▸ Kutipan Teks
◇ ◇ ◇ ◇ ◇ ◇ ◇
Baca berita tanpa iklan. Gabung Kompas.com+

Biaya Kuliah Makin Melambung

Kompas.com - 01/05/2010, 14:32 WIB

Oleh Dwi Bayu Radius

Denay Lesmana (42) mengaku pusing bukan main. Anaknya, Rinda Tursya (18), baru saja lulus SMA Negeri 3 Bandung. Biaya masuk perguruan tinggi yang mencapai jutaan bahkan puluhan juta rupiah pun terus berputar-putar dalam benak Denay.

Baguslah anak saya lulus. Rencananya, Rinda mau masuk ITB (Institut Teknologi Bandung). Mau ambil (Jurusan) Teknologi Informasi," katanya.

Denay sangat berharap Rinda bisa lulus Seleksi Nasional Masuk Perguruan Tinggi Negeri (SNMPTN), yang biayanya lebih ringan. "Kalau jalur khusus, wah, kayaknya enggak deh. Mahal. Kalau enggak lulus SNMPTN, lihat nanti. Cari perguruan tinggi swasta yang murah saja," katanya.

Denay yang hanya pegawai swasta stasiun radio itu tidak yakin mampu mengeluarkan biaya untuk universitas papan atas, atau jalur khusus perguruan tinggi negeri. "Saya dengar, jalur khusus bisa mencapai Rp 50 juta, bahkan ada yang Rp 100 juta. Apalagi swasta, lebih besar lagi," katanya.

Warga Ujungberung, Bandung, itu tidak bisa berbuat apa-apa. Namun, ia berharap perguruan tinggi bisa memberi keringanan. "Soal besarnya uang masuk perguruan tinggi saya ikuti saja, tapi mungkin bisa diberi kemudahan, misalnya dengan dicicil," katanya.

Sementara itu, Teddy Sutandi (45) juga mengaku bingung memikirkan biaya masuk perguruan tinggi yang kian membubung. Anaknya, Alifa Aprilianti (17), baru lulus SMA Negeri 8 Bandung. Nilai kelulusan Alifa memang cukup menggembirakan yaitu 52.

"Alifa maunya melanjutkan ke Jurusan Manajemen, Fakultas Ekonomi, Universitas Padjadjaran," kata Teddy. Menurut warga Buahbatu, Bandung, itu, jika tak tembus SNMPTN, Alifa berencana mengambil jurusan yang sama di Universitas Maranatha.

"Pusing juga kalau memikirkan biaya masuk perguruan tinggi swasta. Saya tidak tahu jumlahnya, tapi diusahakan dulu saja," kata pastry chef Grand Hotel Preanger itu. Ia berharap, nilai Alifa yang cukup bagus itu bisa menjadi bekal untuk bisa melalui SNMPTN. Terlalu berat

Koordinator Koalisi Pendidikan Kota Bandung Iwan Hermawan mengatakan, biaya masuk perguruan tinggi yang bukan melalui jalur SNMPTN di Kota Bandung saat ini rata-rata sekitar Rp 20 juta. Biaya itu dianggap terlalu berat oleh mayoritas masyarakat.

"Gaji guru yang sudah mencapai golongan IV/a saja hanya Rp 3,5 juta per bulan. Setengah tahun menabung tanpa belanja baru cukup membiayai anaknya kuliah," katanya.
◇ ◇ ◇ ◇ ◇ ◇ ◇
▸ Bahan
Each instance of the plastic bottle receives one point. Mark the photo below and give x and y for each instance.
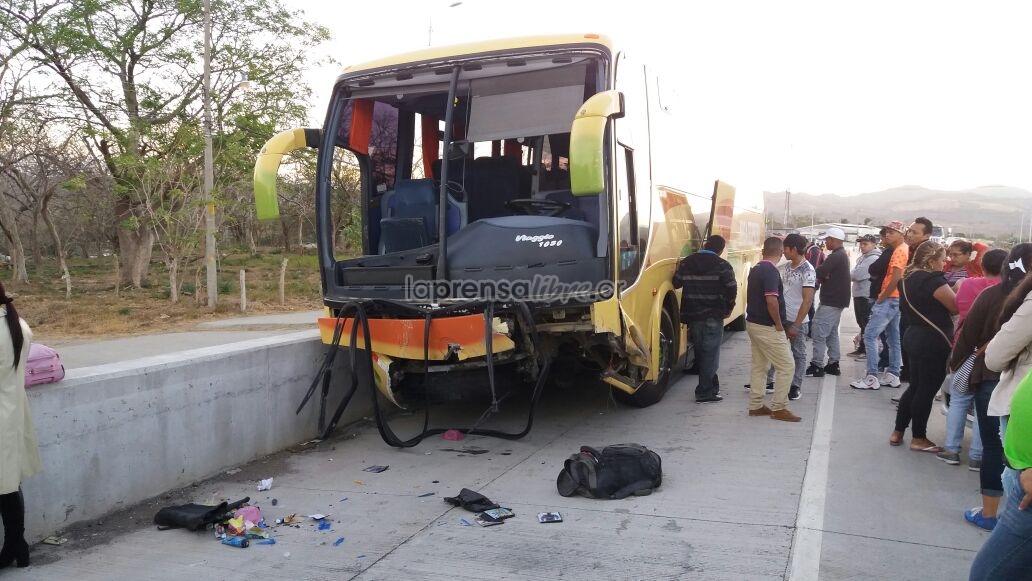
(236, 542)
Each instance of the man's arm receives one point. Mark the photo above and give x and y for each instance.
(893, 281)
(804, 309)
(831, 264)
(730, 287)
(774, 310)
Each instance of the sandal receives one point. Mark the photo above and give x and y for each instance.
(925, 446)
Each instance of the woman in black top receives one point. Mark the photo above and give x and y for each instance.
(928, 304)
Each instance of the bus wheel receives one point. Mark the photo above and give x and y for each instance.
(653, 391)
(738, 324)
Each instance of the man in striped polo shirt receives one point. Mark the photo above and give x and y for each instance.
(708, 292)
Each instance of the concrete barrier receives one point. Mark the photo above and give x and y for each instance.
(111, 436)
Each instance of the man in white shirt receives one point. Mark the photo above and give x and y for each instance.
(799, 280)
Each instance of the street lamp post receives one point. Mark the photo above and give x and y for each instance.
(213, 290)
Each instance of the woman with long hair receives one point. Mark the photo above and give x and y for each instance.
(20, 454)
(1005, 553)
(959, 264)
(978, 328)
(928, 303)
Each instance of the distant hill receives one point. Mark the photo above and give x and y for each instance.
(990, 211)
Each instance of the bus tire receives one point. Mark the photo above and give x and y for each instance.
(738, 324)
(651, 392)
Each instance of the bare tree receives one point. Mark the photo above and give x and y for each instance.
(131, 69)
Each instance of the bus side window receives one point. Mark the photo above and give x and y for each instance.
(630, 246)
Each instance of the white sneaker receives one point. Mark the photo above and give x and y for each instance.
(890, 380)
(870, 382)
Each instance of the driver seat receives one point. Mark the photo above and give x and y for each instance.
(493, 181)
(575, 212)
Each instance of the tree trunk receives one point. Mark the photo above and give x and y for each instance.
(58, 247)
(252, 245)
(13, 235)
(283, 281)
(37, 250)
(173, 282)
(286, 233)
(199, 297)
(135, 250)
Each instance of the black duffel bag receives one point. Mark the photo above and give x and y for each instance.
(617, 472)
(196, 517)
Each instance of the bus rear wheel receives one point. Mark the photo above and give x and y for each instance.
(651, 392)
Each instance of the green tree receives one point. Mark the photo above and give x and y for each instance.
(132, 69)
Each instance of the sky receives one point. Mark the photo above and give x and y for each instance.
(810, 96)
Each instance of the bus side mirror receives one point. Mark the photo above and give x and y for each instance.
(267, 166)
(587, 172)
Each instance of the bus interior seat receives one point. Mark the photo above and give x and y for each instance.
(494, 181)
(584, 208)
(397, 234)
(413, 202)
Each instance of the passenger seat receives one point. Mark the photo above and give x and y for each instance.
(412, 216)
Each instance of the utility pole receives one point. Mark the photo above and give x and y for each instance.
(213, 283)
(787, 205)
◇ ◇ ◇ ◇ ◇ ◇ ◇
▸ Bagian Latihan
[a] Dalam artikel tentang biaya kuliah, berapa rata-rata biaya masuk perguruan tinggi di Kota Bandung yang tidak melalui jalur SNMPTN?
[b] Lanjutkan artikel tentang biaya kuliah itu mulai dari sesudah kalimat terakhirnya.

▸ Hasil Tiap Tugas
[a] Sekitar Rp 20 juta.

[b]
Perguruan tinggi negeri yang dulu menjadi tumpuan karena biaya pendidikan yang murah kini semakin sulit diharapkan. Selain persaingan SNMPTN sudah begitu ketat, biaya via jalur khusus juga kian melambung.

"Kondisi pendidikan sekarang sudah sangat tidak adil. Apakah masyarakat tak mampu harus mengambil kredit selama lima tahun untuk membiayai kuliah anaknya," katanya. Suku bunga kredit perbankan saat ini pun dinilai sangat memberatkan.

Iwan mengatakan, biaya masuk sebagian perguruan tinggi swasta saat ini justru sudah mulai lebih murah dibandingkan negeri. "Kurang dari Rp 10 juta, lulusan SMA sekarang sudah bisa masuk ke perguruan tinggi swasta yang cukup baik untuk jurusan tertentu," katanya.

Kondisi itu menggambarkan situasi yang terbalik dibandingkan sebelum jalur khusus ramai diberlakukan sejak sekitar lima tahun lalu. "Dulu di perguruan tinggi swasta lebih mahal. Sekarang karena mutu perguruan tinggi negeri dikenal baik, jadi biaya masuknya lebih besar," katanya.

Iwan mengatakan, pihaknya mengkritisi mahalnya biaya pendidikan di perguruan tinggi. Ia meminta perguruan tinggi negeri tidak mematok biaya dengan sewenang-wenang. "Kemampuan masyarakat belum sebanding dengan biaya kuliah yang selangit itu," ujarnya.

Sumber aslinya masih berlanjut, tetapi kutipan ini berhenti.